------ Data for review

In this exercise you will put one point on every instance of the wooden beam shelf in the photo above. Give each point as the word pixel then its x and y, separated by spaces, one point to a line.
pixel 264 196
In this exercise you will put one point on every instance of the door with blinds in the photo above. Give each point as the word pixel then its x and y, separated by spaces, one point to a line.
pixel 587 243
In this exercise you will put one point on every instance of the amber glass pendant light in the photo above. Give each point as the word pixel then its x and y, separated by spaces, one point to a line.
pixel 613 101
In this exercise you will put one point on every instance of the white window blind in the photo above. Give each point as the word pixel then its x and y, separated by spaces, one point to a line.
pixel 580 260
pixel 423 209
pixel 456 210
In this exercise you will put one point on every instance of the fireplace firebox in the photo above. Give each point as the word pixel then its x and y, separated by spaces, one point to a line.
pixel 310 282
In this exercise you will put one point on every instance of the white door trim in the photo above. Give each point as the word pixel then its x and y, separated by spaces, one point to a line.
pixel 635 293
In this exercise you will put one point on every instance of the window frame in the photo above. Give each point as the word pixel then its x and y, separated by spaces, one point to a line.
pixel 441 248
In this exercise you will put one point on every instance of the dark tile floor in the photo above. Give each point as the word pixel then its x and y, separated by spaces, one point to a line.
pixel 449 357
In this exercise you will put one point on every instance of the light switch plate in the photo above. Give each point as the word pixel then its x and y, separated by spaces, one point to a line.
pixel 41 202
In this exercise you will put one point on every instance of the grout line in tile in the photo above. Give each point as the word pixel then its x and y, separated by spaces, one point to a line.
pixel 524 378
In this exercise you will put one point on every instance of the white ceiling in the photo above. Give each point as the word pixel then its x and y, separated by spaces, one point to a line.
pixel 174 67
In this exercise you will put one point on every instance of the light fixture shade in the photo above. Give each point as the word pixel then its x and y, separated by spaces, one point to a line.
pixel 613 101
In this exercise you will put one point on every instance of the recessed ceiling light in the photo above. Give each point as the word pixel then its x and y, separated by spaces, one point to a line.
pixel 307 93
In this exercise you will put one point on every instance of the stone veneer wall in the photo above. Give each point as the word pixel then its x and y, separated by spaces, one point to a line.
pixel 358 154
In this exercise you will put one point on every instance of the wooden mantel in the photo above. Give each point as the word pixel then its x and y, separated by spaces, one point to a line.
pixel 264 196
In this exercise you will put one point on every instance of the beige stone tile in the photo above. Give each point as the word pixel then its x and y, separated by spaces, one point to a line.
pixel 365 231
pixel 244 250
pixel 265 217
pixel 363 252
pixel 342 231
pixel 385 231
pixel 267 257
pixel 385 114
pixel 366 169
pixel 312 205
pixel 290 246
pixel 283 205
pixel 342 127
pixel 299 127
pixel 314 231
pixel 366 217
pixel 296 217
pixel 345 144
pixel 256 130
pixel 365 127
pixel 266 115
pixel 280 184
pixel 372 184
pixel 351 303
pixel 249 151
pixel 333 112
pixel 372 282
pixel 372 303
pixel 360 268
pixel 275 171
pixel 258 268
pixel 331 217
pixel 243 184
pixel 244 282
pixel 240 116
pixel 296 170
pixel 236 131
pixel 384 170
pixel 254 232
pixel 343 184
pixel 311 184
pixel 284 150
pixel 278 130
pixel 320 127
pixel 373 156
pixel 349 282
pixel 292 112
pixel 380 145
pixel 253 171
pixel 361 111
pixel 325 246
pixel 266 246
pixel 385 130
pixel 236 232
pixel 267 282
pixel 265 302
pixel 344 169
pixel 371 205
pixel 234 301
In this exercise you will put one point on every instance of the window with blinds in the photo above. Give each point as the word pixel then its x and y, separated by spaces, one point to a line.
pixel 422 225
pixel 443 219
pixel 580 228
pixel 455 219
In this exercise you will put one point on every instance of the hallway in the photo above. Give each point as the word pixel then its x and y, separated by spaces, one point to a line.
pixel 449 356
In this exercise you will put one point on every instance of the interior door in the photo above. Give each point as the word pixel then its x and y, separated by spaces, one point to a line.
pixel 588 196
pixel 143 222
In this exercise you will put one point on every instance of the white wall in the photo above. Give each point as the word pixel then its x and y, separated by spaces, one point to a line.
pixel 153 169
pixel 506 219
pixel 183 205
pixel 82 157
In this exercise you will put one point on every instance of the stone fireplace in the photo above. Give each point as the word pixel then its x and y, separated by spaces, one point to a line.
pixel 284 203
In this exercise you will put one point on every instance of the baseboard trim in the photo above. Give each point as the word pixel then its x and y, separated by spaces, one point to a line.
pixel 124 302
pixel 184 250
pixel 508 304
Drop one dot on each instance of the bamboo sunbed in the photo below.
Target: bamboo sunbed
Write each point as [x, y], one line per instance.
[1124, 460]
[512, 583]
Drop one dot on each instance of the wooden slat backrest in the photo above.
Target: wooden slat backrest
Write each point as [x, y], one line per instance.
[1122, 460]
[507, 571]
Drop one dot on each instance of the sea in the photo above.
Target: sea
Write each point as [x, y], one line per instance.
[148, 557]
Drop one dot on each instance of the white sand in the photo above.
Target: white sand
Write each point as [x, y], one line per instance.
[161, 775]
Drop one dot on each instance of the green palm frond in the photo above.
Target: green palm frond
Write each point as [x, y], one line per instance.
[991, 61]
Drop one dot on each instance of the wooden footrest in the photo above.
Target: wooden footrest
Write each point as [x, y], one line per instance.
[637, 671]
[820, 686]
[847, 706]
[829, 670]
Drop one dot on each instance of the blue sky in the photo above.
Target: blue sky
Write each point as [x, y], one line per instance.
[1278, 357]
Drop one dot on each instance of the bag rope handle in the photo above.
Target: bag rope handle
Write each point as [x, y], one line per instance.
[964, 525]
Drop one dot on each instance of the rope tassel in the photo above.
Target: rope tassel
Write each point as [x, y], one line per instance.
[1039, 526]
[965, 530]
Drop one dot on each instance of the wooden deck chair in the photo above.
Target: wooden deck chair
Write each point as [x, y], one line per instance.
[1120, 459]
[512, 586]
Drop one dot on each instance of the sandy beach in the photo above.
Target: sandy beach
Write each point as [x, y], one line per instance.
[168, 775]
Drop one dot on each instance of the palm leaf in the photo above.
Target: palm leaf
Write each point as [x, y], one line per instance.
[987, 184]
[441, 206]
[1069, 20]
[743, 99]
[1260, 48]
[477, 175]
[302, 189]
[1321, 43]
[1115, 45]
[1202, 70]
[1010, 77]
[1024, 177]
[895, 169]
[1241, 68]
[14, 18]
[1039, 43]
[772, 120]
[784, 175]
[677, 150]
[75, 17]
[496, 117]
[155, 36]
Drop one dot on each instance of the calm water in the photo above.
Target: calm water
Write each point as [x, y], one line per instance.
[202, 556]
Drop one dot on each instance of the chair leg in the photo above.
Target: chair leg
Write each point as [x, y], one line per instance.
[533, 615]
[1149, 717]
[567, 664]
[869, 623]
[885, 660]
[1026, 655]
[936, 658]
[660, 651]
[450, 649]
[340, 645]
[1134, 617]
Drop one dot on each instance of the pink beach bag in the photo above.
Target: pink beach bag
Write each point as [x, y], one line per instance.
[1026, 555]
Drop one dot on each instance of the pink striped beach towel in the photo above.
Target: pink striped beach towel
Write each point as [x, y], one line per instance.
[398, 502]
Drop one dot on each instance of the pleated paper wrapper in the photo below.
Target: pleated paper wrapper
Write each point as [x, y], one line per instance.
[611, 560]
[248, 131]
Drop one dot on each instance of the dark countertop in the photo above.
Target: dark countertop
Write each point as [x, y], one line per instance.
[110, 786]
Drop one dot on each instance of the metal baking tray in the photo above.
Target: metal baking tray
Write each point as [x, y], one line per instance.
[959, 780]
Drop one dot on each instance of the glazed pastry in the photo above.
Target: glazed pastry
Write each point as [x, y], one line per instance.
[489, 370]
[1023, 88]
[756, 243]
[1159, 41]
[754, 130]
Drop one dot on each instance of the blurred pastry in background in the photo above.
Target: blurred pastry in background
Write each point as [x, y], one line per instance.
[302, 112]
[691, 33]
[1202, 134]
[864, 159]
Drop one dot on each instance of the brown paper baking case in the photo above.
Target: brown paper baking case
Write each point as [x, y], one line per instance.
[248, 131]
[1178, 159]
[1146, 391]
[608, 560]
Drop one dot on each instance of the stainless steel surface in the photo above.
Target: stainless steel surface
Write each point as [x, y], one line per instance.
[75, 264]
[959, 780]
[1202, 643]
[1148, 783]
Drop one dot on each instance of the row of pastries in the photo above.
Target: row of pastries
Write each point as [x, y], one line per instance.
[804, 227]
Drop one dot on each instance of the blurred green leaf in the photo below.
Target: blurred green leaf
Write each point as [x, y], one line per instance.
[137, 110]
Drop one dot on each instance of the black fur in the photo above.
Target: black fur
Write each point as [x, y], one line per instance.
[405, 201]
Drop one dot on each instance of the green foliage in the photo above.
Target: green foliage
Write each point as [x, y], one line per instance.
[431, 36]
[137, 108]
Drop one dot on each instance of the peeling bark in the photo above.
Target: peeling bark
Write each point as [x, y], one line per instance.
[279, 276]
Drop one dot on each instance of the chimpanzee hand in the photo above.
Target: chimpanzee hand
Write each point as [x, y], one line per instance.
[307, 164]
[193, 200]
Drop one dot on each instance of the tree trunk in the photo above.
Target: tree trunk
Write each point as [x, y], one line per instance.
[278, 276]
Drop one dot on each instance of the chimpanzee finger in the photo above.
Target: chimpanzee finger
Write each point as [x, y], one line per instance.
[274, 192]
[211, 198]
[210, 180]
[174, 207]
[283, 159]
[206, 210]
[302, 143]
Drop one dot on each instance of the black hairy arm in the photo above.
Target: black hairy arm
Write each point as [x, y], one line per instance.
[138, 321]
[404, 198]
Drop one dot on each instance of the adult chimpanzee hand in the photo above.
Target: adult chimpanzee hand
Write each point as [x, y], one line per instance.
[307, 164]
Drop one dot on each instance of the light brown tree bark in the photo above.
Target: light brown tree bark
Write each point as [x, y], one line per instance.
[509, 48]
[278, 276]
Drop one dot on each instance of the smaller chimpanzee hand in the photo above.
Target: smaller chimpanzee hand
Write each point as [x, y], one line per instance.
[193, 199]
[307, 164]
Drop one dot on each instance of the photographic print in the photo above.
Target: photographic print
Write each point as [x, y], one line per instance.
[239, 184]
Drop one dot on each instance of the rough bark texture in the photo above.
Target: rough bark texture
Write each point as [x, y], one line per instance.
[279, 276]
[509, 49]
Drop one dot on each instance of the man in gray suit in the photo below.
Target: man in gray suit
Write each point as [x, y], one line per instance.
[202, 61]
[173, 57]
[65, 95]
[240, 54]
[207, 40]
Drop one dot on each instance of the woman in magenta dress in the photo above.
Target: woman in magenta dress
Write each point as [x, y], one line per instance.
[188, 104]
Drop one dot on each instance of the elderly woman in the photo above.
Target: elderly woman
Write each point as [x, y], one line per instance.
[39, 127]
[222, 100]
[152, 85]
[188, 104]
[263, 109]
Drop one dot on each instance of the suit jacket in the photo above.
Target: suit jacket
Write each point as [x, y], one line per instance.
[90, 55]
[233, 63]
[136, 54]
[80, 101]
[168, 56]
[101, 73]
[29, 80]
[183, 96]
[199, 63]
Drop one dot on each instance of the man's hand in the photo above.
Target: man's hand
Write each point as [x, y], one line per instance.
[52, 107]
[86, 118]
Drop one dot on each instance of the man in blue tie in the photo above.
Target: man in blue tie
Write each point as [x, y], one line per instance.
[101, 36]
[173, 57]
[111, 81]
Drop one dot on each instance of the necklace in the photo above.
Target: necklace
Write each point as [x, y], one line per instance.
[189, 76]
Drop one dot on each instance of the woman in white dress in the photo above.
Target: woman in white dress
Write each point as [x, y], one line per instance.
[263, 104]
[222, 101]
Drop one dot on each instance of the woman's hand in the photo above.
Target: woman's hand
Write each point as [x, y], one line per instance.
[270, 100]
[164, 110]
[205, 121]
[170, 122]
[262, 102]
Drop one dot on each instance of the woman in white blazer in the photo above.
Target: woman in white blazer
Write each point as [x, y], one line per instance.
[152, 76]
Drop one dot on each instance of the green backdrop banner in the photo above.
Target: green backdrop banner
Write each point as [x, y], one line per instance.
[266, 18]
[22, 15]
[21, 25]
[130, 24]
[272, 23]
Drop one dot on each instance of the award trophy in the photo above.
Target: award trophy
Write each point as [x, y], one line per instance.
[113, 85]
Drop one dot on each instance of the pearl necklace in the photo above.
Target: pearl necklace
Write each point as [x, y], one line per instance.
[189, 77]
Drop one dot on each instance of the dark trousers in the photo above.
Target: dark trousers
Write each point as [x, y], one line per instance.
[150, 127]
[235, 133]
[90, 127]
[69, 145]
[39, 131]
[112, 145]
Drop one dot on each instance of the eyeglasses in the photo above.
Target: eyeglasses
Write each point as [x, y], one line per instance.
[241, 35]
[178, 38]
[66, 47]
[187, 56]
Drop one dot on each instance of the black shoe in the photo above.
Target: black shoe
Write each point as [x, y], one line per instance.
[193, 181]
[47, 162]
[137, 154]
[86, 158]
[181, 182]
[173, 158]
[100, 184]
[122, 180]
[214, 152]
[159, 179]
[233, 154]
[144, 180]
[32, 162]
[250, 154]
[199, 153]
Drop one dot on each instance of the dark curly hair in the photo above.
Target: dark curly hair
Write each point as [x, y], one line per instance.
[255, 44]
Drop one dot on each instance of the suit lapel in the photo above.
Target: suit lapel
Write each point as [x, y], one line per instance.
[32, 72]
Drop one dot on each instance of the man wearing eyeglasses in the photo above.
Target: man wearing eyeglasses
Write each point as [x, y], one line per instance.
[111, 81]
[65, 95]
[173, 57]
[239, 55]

------------

• [What is expected]: Where a line of the data contains "beach", copy that line.

• [Response area]:
Drop one dot on each instance of the sandy beach in the photo above.
Target: sandy beach
Drop one dot on each instance of the pink beach bag in the photo above.
Target: pink beach bag
Drop one dot on each instance of the pink striped beach towel in the photo above.
Target: pink striped beach towel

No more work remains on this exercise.